Reading passage.
· · · · ·

High-efficiency matrix-type LED device

Abstract

A high-efficiency matrix-type LED device comprises an epitaxial wafer on which a plurality of independently insulated LEDs are formed by a method of manufacturing integrated circuits; and a conducting line mounted on each one of the LEDs by an evaporation method for forming a large-sized matrix-type LED unit capable of increasing brightness, simplifying manufacturing procedure, and saving manufacturing cost effectively. In addition, a sub-mount having a two-way Zener diode embedded therein is applied to the matrix-type LED unit. By mounting the matrix-type LED unit on the sub-mount, the two-way Zener diode can protect the LEDs against damage from electrostatic discharge (ESD) so as to increase lifetime of LEDs.

· · · · ·

What this exercise asks.
(A) Translate this sentence from the LED device abstract into Spanish: "In addition, a sub-mount having a two-way Zener diode embedded therein is applied to the matrix-type LED unit."
(B) Retype the passage of the LED device abstract word for word, starting at "A high-efficiency matrix-type" and ending at "lifetime of LEDs.".

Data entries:
· · · · ·

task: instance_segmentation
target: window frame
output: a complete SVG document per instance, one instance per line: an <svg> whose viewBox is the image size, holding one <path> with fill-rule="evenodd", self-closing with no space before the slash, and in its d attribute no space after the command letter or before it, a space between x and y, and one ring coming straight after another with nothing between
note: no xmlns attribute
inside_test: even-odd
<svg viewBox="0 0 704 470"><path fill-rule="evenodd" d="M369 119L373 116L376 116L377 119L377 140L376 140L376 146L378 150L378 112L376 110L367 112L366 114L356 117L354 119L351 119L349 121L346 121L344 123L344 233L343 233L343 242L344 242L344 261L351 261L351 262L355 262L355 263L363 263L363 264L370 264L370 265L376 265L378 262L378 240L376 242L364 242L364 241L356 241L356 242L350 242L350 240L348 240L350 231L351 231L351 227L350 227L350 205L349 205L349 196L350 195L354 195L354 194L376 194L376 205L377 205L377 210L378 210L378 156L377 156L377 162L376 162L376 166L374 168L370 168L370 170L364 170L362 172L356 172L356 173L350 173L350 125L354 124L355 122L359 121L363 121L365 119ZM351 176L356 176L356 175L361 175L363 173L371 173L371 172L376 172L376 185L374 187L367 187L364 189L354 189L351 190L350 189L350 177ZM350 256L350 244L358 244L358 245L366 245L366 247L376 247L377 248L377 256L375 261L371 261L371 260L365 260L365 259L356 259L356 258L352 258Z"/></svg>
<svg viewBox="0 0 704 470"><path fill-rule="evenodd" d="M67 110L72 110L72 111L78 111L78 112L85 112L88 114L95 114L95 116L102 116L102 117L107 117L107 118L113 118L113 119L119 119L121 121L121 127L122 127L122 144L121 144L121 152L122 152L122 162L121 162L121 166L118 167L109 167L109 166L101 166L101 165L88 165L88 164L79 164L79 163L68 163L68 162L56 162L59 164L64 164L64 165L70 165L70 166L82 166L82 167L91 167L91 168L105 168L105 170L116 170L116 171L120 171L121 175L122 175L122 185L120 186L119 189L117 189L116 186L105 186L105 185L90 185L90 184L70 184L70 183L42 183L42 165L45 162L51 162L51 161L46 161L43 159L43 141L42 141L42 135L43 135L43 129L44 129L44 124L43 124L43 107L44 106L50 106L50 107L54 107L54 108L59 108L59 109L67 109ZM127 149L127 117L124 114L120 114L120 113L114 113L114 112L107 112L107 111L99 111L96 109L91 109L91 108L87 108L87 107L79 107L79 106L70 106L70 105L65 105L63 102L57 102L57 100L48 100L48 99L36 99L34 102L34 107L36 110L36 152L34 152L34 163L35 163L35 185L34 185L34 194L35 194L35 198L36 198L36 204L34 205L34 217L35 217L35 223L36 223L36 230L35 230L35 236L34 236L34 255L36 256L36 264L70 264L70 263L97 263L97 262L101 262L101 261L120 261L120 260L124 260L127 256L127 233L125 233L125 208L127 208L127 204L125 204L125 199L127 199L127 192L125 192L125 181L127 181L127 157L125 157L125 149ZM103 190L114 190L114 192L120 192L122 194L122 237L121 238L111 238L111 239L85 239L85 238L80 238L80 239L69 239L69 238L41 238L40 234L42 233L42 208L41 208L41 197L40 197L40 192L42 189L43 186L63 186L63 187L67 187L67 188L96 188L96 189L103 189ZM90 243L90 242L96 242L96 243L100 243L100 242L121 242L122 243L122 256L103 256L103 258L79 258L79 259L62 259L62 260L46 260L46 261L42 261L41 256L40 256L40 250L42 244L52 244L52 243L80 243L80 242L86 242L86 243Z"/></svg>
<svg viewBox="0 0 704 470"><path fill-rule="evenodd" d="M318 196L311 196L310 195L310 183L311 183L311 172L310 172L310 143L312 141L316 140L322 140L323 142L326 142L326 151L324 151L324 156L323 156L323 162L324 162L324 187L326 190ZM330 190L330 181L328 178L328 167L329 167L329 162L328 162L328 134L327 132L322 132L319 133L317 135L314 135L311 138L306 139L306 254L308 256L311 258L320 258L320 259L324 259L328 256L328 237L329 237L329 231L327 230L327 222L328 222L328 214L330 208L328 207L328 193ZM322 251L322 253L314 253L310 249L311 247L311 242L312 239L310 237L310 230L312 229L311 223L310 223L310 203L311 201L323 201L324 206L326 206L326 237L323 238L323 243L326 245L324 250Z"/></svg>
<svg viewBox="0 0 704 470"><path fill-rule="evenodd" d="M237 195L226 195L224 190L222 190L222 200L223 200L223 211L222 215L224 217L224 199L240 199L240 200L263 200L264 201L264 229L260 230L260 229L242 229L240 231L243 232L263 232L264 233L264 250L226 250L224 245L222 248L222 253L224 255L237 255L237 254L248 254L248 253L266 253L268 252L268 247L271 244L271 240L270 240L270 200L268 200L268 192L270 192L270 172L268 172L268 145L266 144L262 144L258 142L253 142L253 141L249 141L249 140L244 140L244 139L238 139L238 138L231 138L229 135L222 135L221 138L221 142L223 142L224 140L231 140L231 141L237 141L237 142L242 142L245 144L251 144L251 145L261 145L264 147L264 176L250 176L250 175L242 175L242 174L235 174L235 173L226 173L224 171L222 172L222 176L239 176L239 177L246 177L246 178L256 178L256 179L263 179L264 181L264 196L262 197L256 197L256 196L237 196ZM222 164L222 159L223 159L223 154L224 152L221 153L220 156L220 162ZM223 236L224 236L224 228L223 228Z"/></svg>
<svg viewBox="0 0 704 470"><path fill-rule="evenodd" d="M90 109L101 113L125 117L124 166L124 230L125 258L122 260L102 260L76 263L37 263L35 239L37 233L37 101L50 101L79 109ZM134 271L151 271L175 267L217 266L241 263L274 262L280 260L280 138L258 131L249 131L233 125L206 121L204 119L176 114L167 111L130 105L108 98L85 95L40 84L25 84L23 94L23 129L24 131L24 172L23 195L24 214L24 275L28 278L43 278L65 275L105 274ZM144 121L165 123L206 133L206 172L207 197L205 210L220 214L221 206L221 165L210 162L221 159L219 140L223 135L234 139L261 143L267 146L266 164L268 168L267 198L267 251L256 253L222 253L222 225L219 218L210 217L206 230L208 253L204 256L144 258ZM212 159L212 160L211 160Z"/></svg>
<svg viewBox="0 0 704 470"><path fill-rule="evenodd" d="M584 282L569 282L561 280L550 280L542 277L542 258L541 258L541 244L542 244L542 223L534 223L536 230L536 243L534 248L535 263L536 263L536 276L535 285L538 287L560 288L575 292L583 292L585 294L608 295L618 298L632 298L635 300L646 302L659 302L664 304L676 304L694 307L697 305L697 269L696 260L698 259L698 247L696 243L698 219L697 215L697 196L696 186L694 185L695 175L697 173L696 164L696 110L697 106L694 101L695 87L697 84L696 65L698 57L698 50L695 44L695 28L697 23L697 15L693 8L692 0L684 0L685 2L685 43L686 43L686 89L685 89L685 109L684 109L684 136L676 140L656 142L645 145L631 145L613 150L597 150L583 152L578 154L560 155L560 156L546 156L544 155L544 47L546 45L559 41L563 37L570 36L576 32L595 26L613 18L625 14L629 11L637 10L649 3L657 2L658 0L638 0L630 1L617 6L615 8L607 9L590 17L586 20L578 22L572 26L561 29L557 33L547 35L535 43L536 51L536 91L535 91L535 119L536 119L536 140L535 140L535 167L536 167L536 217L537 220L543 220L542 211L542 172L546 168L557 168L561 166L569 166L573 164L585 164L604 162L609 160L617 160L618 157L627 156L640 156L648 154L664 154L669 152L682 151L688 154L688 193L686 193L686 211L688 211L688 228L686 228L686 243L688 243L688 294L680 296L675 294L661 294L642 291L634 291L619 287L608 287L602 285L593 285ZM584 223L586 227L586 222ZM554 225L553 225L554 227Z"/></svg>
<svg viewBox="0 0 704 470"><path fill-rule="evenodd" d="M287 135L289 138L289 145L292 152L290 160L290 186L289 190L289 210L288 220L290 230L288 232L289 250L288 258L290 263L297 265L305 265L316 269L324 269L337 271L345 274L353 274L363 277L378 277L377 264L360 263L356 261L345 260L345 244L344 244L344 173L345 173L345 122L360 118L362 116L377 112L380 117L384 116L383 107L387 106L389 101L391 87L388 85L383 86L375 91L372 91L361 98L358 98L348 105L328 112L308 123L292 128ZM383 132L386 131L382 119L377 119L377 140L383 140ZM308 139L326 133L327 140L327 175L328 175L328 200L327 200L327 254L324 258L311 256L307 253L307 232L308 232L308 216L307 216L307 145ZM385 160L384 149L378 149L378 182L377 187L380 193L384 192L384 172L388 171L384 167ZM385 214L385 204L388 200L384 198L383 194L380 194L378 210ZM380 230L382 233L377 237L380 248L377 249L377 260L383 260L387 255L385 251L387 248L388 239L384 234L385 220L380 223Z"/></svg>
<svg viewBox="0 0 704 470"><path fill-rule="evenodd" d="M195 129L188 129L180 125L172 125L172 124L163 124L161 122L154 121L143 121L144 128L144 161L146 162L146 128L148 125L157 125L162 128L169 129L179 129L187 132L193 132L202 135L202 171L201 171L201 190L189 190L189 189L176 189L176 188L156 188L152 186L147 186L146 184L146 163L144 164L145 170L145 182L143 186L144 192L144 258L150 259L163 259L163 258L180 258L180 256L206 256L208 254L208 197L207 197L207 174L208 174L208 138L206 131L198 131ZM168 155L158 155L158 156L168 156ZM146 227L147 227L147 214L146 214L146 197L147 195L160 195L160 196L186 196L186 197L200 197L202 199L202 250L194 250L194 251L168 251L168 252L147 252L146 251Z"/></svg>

· · · · ·

Completed exercise.
(A) Además, se aplica a la unidad LED de tipo matricial un submontaje que lleva incorporado un diodo Zener bidireccional.

(B)
A high-efficiency matrix-type LED device comprises an epitaxial wafer on which a plurality of independently insulated LEDs are formed by a method of manufacturing integrated circuits; and a conducting line mounted on each one of the LEDs by an evaporation method for forming a large-sized matrix-type LED unit capable of increasing brightness, simplifying manufacturing procedure, and saving manufacturing cost effectively. In addition, a sub-mount having a two-way Zener diode embedded therein is applied to the matrix-type LED unit. By mounting the matrix-type LED unit on the sub-mount, the two-way Zener diode can protect the LEDs against damage from electrostatic discharge (ESD) so as to increase lifetime of LEDs.